**What you need to do**
Transcribe the passage of the forum thread on the closure of an open ball from "3. Originally Posted" up to and including "closure is a closed ball?".

# Thread: Closure of open ball

1. ## Closure of open ball

How do you show that the closure of an open ball is a closed ball?

2. Let A be the the closure of the open ball B

Let x be in $\displaystyle A^c$

We want to show $\displaystyle A^c$ is open (because a set is closed if its complement is open)

Suppose $\displaystyle A^c$ is not open, then for all r > 0, the open ball $\displaystyle B_r(x)$ intersects A. But then x is in the closure of A which equals A. Contradiction

3. Originally Posted by vinnie100
How do you show that the closure of an open ball is a closed ball?
Originally Posted by southprkfan1
Let A be the the closure of the open ball B
Let x be in $\displaystyle A^c$ We want to show $\displaystyle A^c$ is open (because a set is closed if its complement is open)
Suppose $\displaystyle A^c$ is not open, then for all r > 0, the open ball $\displaystyle B_r(x)$ intersects A. But then x is in the closure of A which equals A. Contradiction

southprkfan1, does that show that the closure is a closed ball?

**Record set**
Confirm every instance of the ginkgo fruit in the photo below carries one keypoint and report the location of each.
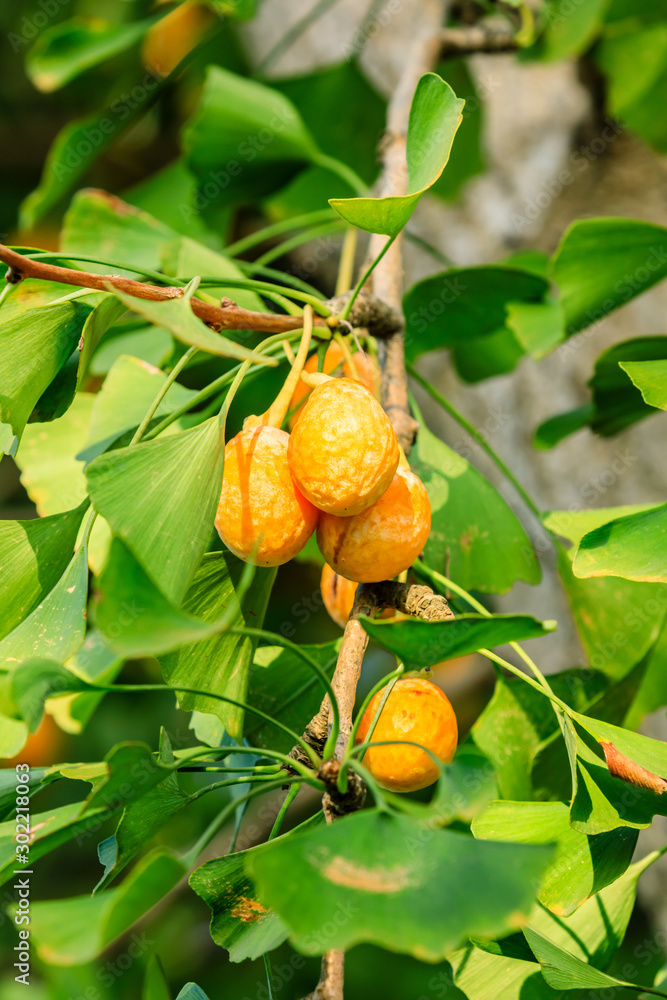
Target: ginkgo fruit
(343, 452)
(383, 540)
(262, 516)
(416, 711)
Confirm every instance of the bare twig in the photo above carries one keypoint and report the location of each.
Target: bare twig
(378, 318)
(387, 279)
(455, 42)
(229, 317)
(330, 986)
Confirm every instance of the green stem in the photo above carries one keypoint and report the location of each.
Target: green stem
(447, 584)
(281, 276)
(158, 276)
(524, 677)
(266, 287)
(210, 767)
(370, 781)
(289, 799)
(6, 291)
(280, 640)
(474, 433)
(390, 679)
(343, 171)
(209, 833)
(269, 975)
(248, 779)
(296, 241)
(277, 229)
(365, 276)
(168, 382)
(131, 688)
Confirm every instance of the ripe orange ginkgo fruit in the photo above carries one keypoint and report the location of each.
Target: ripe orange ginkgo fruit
(170, 39)
(338, 596)
(262, 516)
(417, 711)
(383, 540)
(357, 366)
(343, 452)
(332, 360)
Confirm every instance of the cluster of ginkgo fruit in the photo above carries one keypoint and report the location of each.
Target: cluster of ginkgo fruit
(341, 472)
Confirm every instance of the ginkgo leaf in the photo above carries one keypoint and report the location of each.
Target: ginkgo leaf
(435, 116)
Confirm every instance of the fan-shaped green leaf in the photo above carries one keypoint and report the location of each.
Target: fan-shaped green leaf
(603, 263)
(634, 547)
(57, 626)
(33, 556)
(421, 902)
(435, 116)
(220, 664)
(421, 644)
(475, 537)
(35, 345)
(246, 139)
(650, 377)
(582, 865)
(67, 49)
(160, 498)
(77, 930)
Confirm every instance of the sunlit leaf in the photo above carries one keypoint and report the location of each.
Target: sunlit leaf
(160, 498)
(135, 616)
(122, 402)
(618, 620)
(35, 345)
(33, 557)
(246, 139)
(435, 116)
(57, 626)
(220, 664)
(142, 819)
(650, 377)
(582, 865)
(603, 263)
(77, 930)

**Right answer**
3. Originally Posted by vinnie100
How do you show that the closure of an open ball is a closed ball?
Originally Posted by southprkfan1
Let A be the the closure of the open ball B
Let x be in $\displaystyle A^c$ We want to show $\displaystyle A^c$ is open (because a set is closed if its complement is open)
Suppose $\displaystyle A^c$ is not open, then for all r > 0, the open ball $\displaystyle B_r(x)$ intersects A. But then x is in the closure of A which equals A. Contradiction

southprkfan1, does that show that the closure is a closed ball?